• Prompt: Exactly the lines from the one that holds "Drop one point on every instance of the black" to the end of the data below: retype these and nothing else.

• Stored data:

╔══

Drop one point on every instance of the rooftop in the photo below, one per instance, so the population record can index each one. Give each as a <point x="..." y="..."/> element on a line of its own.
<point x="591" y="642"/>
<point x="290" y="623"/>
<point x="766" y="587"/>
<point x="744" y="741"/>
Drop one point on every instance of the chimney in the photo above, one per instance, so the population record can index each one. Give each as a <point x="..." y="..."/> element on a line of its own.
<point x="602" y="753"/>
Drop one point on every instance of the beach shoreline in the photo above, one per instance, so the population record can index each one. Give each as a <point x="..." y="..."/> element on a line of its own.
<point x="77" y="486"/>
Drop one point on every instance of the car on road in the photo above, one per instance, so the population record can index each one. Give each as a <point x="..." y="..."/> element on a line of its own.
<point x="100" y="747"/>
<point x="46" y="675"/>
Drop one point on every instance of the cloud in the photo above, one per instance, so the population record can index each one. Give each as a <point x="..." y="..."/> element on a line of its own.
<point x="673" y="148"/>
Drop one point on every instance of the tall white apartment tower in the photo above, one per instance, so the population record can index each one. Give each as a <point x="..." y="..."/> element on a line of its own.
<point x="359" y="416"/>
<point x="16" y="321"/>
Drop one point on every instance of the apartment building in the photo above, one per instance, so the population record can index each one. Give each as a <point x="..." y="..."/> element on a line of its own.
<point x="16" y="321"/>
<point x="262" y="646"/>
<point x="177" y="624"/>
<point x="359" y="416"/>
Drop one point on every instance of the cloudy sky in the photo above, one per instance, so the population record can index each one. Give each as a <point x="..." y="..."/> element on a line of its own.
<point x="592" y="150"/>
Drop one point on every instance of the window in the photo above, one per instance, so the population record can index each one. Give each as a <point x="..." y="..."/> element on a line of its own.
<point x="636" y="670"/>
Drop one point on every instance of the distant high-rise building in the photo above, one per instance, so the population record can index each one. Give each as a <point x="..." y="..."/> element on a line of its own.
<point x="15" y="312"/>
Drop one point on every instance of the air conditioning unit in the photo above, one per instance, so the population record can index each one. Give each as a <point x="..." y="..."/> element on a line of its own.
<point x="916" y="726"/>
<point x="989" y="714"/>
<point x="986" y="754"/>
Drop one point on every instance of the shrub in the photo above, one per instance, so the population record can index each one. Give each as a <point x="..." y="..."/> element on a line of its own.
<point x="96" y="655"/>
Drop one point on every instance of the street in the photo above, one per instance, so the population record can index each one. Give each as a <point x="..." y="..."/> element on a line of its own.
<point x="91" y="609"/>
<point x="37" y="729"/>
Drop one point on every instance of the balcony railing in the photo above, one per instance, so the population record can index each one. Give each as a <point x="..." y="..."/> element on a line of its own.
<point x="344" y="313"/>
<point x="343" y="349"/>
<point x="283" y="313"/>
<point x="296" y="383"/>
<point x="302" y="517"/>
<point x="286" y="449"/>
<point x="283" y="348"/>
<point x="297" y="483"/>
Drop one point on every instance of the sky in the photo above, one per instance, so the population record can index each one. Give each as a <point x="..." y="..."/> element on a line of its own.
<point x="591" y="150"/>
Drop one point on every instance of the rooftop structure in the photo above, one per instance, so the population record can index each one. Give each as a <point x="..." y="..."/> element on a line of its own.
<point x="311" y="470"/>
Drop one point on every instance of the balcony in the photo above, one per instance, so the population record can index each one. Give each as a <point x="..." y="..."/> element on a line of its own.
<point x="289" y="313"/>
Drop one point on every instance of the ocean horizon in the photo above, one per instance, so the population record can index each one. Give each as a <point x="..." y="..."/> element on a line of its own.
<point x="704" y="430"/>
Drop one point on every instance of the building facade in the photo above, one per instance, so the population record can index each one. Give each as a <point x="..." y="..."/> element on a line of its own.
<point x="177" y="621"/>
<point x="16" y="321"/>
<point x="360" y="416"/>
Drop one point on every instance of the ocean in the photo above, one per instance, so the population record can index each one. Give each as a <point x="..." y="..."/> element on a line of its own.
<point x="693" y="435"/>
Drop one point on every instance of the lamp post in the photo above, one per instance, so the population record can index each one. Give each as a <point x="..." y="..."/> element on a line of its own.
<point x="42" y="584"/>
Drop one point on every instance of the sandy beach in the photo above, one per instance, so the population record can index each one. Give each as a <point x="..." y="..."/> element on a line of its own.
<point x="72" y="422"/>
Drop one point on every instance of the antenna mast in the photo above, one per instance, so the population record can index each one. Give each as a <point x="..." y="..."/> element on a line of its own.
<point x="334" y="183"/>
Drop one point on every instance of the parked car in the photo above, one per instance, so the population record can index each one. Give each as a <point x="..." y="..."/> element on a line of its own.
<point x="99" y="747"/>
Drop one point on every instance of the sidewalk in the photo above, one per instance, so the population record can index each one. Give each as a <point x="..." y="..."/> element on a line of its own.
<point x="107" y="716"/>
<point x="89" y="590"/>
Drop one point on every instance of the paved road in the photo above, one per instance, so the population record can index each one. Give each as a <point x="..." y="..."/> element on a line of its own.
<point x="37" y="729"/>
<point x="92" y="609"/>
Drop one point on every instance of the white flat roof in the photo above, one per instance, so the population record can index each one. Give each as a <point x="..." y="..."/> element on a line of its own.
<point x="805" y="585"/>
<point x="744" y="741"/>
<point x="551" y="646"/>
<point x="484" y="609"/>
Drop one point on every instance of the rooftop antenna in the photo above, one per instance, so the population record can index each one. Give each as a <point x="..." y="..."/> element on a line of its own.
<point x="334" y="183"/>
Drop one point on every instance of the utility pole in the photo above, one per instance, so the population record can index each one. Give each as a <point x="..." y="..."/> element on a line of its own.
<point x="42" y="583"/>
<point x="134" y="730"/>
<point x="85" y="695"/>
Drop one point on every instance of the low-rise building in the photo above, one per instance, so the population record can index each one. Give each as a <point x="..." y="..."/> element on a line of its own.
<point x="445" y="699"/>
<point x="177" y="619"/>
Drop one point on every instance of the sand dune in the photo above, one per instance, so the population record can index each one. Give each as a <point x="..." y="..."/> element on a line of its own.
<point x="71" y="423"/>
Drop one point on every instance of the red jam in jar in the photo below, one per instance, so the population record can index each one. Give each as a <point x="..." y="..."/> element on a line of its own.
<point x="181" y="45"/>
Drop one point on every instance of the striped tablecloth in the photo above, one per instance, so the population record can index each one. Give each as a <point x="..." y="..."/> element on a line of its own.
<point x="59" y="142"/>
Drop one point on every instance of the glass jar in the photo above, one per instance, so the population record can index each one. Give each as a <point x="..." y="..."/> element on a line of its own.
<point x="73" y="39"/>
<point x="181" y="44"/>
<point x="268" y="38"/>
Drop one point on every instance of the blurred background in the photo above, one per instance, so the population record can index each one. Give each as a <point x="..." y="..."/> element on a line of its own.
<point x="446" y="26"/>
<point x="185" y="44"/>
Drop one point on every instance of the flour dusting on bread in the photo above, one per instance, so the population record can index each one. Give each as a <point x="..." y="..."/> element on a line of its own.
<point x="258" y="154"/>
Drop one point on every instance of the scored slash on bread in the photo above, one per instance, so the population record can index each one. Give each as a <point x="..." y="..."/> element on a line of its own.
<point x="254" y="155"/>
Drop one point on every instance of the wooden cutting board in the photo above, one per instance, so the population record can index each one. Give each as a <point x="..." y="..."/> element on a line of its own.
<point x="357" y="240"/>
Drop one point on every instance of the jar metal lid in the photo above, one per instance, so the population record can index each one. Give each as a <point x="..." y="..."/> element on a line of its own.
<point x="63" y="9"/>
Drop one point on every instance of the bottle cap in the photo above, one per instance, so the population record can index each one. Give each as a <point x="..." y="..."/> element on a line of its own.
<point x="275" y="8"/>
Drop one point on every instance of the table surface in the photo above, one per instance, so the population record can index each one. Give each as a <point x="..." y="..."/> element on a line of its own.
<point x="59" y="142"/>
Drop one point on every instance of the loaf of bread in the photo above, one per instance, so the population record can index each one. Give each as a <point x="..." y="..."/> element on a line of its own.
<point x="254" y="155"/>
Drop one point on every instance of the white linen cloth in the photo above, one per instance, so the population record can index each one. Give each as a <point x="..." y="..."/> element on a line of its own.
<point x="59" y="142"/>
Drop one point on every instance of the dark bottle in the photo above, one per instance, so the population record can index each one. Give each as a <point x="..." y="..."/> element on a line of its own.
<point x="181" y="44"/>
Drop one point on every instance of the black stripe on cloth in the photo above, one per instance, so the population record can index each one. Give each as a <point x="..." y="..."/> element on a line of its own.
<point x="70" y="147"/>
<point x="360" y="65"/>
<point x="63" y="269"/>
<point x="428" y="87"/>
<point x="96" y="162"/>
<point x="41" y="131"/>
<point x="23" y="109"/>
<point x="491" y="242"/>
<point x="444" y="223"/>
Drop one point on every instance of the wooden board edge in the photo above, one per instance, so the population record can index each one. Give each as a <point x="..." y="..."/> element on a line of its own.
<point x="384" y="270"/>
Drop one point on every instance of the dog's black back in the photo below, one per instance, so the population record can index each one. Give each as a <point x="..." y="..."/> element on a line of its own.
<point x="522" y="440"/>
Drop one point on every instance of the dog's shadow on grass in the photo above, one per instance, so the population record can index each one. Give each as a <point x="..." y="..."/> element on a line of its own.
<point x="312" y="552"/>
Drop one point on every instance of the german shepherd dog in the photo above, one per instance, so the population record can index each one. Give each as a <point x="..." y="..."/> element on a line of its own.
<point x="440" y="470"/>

╚══

• Solution to this task:
Drop one point on every instance of the black stripe on cloth in the photo above, one per instance, so the population record can index each one. Give each as a <point x="..." y="..."/> element on a line of its own.
<point x="70" y="147"/>
<point x="360" y="65"/>
<point x="63" y="269"/>
<point x="428" y="87"/>
<point x="96" y="162"/>
<point x="41" y="131"/>
<point x="23" y="109"/>
<point x="491" y="242"/>
<point x="444" y="223"/>
Drop one point on every instance of the wooden board edge in the photo above, one per instance, so the population record can index each one. Give each as a <point x="..." y="..."/> element on a line of its own.
<point x="384" y="270"/>
Drop one point on every instance of the dog's black back in the photo below, one per instance, so the population record can index each one. Give each as a <point x="..." y="..."/> element on a line of its own.
<point x="522" y="440"/>
Drop one point on every instance of the dog's shadow on grass in the photo above, one per instance, so the population record can index each one. Give each as a <point x="..." y="..."/> element on a line of its own.
<point x="312" y="552"/>
Drop one point on every instance of the german shepherd dog in the photo above, one per instance, so the population record can index each one. Give each as a <point x="..." y="..."/> element on a line of its own.
<point x="440" y="470"/>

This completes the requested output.